*Directive*. Please copy out the records below with "a point for each instance" swapped for "one point per instance" throughout and everything else left unchanged, omitting the pictures.

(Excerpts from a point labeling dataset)
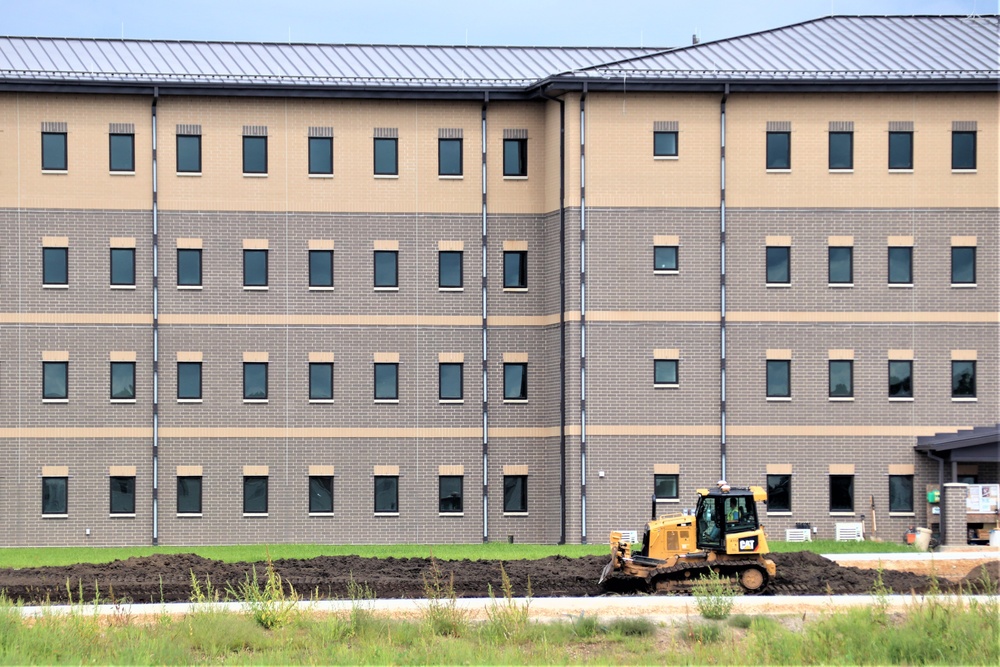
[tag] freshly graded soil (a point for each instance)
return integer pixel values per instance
(167, 578)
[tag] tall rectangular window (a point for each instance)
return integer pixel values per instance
(123, 495)
(54, 151)
(320, 155)
(841, 493)
(900, 150)
(779, 150)
(122, 380)
(189, 153)
(123, 266)
(449, 157)
(254, 155)
(450, 494)
(841, 265)
(189, 495)
(189, 267)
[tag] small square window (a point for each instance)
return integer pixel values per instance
(123, 266)
(386, 382)
(450, 268)
(189, 495)
(779, 150)
(515, 157)
(386, 158)
(123, 495)
(515, 493)
(386, 495)
(515, 382)
(665, 372)
(55, 266)
(255, 268)
(189, 267)
(450, 494)
(254, 155)
(55, 380)
(665, 258)
(189, 153)
(515, 269)
(54, 151)
(321, 494)
(254, 381)
(449, 157)
(122, 380)
(664, 144)
(320, 155)
(255, 495)
(54, 495)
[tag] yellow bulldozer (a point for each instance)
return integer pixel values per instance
(723, 535)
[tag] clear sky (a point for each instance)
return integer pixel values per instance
(494, 22)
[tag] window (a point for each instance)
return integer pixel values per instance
(665, 372)
(842, 493)
(54, 492)
(963, 150)
(189, 495)
(779, 493)
(255, 495)
(963, 379)
(515, 382)
(515, 269)
(320, 155)
(515, 494)
(122, 380)
(123, 495)
(321, 382)
(900, 265)
(53, 151)
(254, 155)
(123, 266)
(386, 382)
(779, 150)
(841, 265)
(321, 494)
(450, 381)
(901, 379)
(386, 159)
(55, 266)
(55, 380)
(963, 266)
(664, 144)
(450, 494)
(901, 493)
(386, 268)
(665, 487)
(254, 381)
(450, 269)
(320, 268)
(779, 265)
(189, 153)
(665, 258)
(386, 495)
(841, 379)
(188, 267)
(515, 157)
(449, 157)
(841, 150)
(189, 380)
(779, 378)
(900, 150)
(255, 268)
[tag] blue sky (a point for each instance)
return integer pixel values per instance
(504, 22)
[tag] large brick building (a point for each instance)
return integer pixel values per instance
(320, 293)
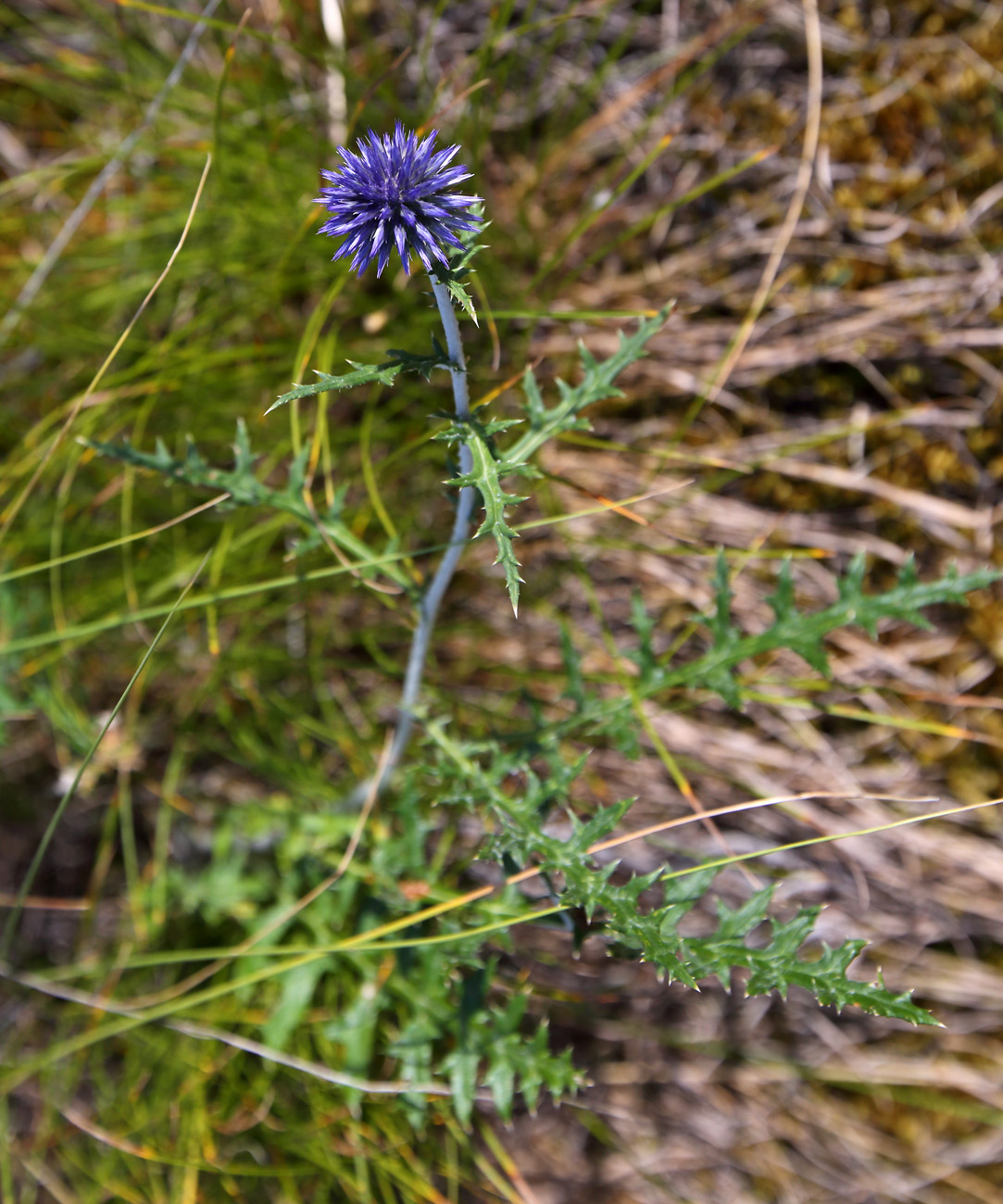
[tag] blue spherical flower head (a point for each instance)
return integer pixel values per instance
(396, 192)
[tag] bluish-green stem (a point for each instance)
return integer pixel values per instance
(433, 597)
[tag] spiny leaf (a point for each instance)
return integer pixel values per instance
(361, 373)
(245, 489)
(805, 633)
(484, 477)
(596, 384)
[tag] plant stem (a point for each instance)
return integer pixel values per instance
(433, 597)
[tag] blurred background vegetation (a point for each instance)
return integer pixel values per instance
(830, 382)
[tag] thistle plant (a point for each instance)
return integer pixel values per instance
(396, 196)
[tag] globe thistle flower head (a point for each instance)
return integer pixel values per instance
(396, 193)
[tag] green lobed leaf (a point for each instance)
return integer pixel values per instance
(361, 373)
(245, 489)
(484, 476)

*Worked answer*.
[tag] freshly graded soil (one point per instance)
return integer pixel values per instance
(167, 578)
[tag] tall rectangular window (one point per instance)
return integer pixel values per instance
(123, 495)
(54, 151)
(320, 155)
(841, 493)
(900, 150)
(779, 150)
(122, 380)
(189, 153)
(123, 266)
(449, 157)
(254, 155)
(450, 494)
(841, 265)
(189, 495)
(189, 267)
[tag] small square window (one point per instance)
return integer pixel values per instance
(123, 266)
(386, 382)
(450, 268)
(189, 495)
(779, 150)
(515, 157)
(386, 158)
(123, 495)
(515, 493)
(386, 495)
(515, 382)
(665, 372)
(55, 266)
(255, 268)
(189, 267)
(450, 494)
(254, 155)
(55, 380)
(665, 258)
(189, 153)
(515, 269)
(54, 151)
(321, 494)
(254, 381)
(449, 157)
(122, 380)
(664, 144)
(320, 155)
(255, 495)
(54, 495)
[tag] yellow bulldozer (one point per instance)
return integer pixel values per instance
(723, 535)
[tag] clear sky (one point per instance)
return integer pixel values per instance
(494, 22)
[tag] window (one point per instance)
return integer pixel values per instance
(665, 372)
(842, 493)
(54, 492)
(963, 150)
(189, 495)
(779, 493)
(255, 495)
(963, 379)
(515, 382)
(515, 269)
(320, 155)
(515, 494)
(122, 380)
(123, 495)
(321, 382)
(900, 265)
(53, 151)
(254, 155)
(123, 266)
(386, 382)
(779, 150)
(841, 265)
(321, 494)
(450, 381)
(901, 379)
(386, 159)
(55, 266)
(55, 380)
(963, 266)
(664, 144)
(450, 494)
(901, 493)
(386, 268)
(665, 487)
(254, 381)
(450, 269)
(320, 268)
(779, 265)
(189, 153)
(665, 258)
(386, 495)
(841, 379)
(188, 267)
(515, 157)
(449, 157)
(841, 150)
(189, 380)
(779, 378)
(900, 150)
(255, 268)
[tag] blue sky (one point per instance)
return integer pixel values per instance
(504, 22)
[tag] large brick building (one point per instance)
return integer pixel values per instance
(320, 293)
[tag] blue spherical flower head (one point per instance)
return integer pixel values per instance
(396, 192)
[tag] bluish-green stem (one point per instance)
return integer pixel values per instance
(433, 597)
[tag] spiny leaf (one point per instance)
return integer pixel values per instance
(361, 373)
(245, 489)
(805, 633)
(484, 477)
(596, 384)
[tag] plant stem (one point per instance)
return integer pixel values per instance
(433, 597)
[tag] blurred background vegetation (one point per instance)
return integer pixel values per instance
(830, 382)
[tag] thistle plant (one point per instance)
return integer pixel values per instance
(396, 196)
[tag] globe thistle flower head (one point per instance)
return integer pixel values per instance
(396, 193)
[tag] green lobed leaf (one point per instance)
return integer pixel values per instance
(361, 373)
(245, 489)
(484, 476)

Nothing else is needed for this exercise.